▸ **WHAT TO DO**: Print the full listing exactly.

▸ **RECORDS FOR THIS TASK**:
^^^^^^^^^^^^^^^^

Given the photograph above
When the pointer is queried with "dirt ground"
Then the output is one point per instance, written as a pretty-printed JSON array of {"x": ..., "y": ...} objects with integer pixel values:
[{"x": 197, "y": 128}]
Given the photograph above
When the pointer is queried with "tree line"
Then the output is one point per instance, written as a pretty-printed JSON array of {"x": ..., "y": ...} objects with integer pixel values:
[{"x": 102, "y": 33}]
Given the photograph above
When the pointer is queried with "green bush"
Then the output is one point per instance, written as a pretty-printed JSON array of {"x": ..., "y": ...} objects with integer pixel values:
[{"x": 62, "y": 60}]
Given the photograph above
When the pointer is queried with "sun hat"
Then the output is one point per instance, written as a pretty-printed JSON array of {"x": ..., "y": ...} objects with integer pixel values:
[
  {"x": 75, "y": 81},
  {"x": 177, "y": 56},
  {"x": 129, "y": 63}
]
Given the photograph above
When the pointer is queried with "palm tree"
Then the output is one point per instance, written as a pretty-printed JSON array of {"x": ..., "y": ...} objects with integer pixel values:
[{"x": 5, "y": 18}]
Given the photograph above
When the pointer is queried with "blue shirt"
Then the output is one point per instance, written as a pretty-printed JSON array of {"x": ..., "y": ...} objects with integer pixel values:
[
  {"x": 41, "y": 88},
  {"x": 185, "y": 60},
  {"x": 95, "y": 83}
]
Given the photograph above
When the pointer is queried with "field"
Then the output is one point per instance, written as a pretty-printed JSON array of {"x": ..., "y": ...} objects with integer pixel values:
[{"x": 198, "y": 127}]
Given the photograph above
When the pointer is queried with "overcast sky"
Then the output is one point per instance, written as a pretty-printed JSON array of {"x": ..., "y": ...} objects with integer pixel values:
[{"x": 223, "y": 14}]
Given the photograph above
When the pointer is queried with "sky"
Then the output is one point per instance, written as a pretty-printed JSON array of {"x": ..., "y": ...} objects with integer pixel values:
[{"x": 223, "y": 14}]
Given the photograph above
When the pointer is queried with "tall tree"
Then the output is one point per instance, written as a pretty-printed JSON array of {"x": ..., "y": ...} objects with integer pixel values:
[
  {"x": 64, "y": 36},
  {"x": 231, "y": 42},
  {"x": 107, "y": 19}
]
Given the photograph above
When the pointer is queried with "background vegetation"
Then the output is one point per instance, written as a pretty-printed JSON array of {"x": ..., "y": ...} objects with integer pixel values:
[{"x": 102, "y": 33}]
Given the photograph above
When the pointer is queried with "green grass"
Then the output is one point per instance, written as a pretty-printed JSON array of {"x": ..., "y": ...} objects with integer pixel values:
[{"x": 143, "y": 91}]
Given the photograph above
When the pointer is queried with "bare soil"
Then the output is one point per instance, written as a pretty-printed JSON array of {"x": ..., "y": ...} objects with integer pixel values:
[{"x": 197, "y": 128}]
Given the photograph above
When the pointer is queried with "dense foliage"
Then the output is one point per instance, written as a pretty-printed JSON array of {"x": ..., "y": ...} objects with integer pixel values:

^^^^^^^^^^^^^^^^

▸ **OUTPUT BELOW**:
Given the photograph above
When the pointer is queried with "dirt ground"
Then the output is one point per instance, written as a pretty-printed JSON array of {"x": ..., "y": ...} objects with integer pixel values:
[{"x": 197, "y": 128}]
Given the photograph above
When the pointer is queried with "tree line"
Then the output is one point per instance, written as a pretty-printed JSON array of {"x": ..., "y": ...} objects with integer pixel values:
[{"x": 102, "y": 33}]
Given the photograph above
When the pointer is queried with "green bush"
Then the output is one point per instance, written as a pretty-printed JSON array of {"x": ..., "y": ...} objects with integer pixel values:
[{"x": 62, "y": 60}]
Given the photograph above
When the pointer is queried with "sun hat"
Then the output is one point per instance, written as a pretty-printed JSON array of {"x": ..., "y": ...} objects with integer pixel values:
[
  {"x": 75, "y": 81},
  {"x": 177, "y": 56},
  {"x": 129, "y": 63}
]
Given the photograph above
When the pointer is queried with "palm tree"
Then the output is one point per instance, written as a pretty-printed JSON array of {"x": ..., "y": ...} objects with integer pixel values:
[{"x": 5, "y": 18}]
Given the photograph above
When the pointer is queried with "blue shirt"
Then the output is one point per instance, written as a pretty-printed JSON array of {"x": ..., "y": ...} objects with integer pixel values:
[
  {"x": 41, "y": 88},
  {"x": 185, "y": 60},
  {"x": 95, "y": 83}
]
Given the photograph above
When the pointer is queried with "field"
Then the output is one point per instance, written as a pretty-printed JSON array of {"x": ..., "y": ...} objects with integer pixel values:
[{"x": 198, "y": 127}]
Given the photograph above
When the pointer is queried with "overcast sky"
Then the output is one point per instance, written as a pretty-printed JSON array of {"x": ..., "y": ...} objects with integer pixel values:
[{"x": 223, "y": 14}]
Given the photograph above
When the pointer is queried with "sky"
Then the output is one point per instance, written as a pretty-printed JSON array of {"x": ..., "y": ...} objects with integer pixel values:
[{"x": 223, "y": 14}]
Given the photograph above
When the pointer is queried with "tall tree"
Then the output is one point per instance, written as a pretty-printed JSON array of {"x": ..., "y": ...} objects with integer pixel values:
[
  {"x": 64, "y": 36},
  {"x": 231, "y": 42},
  {"x": 107, "y": 19}
]
Given the photograph above
When the pointer is queried with "background vegetation"
Then the output is one point per instance, written as a pretty-printed JSON array of {"x": ..., "y": ...} objects with integer pixel values:
[{"x": 102, "y": 33}]
Given the photograph above
When the pointer is queried with "green grass"
Then the output is one point per instance, written as a pretty-printed JSON array of {"x": ..., "y": ...} objects with integer pixel values:
[{"x": 143, "y": 91}]
Given the photograph above
When the pointer is queried with "bare soil"
Then the output is one point per instance, written as a pretty-printed JSON array of {"x": ..., "y": ...} objects with integer pixel values:
[{"x": 197, "y": 128}]
Given the photograph above
When the pointer is queried with "dense foliage"
Then the output is one point per instance, written as a pretty-printed JSON array of {"x": ..., "y": ...} objects with integer pixel values:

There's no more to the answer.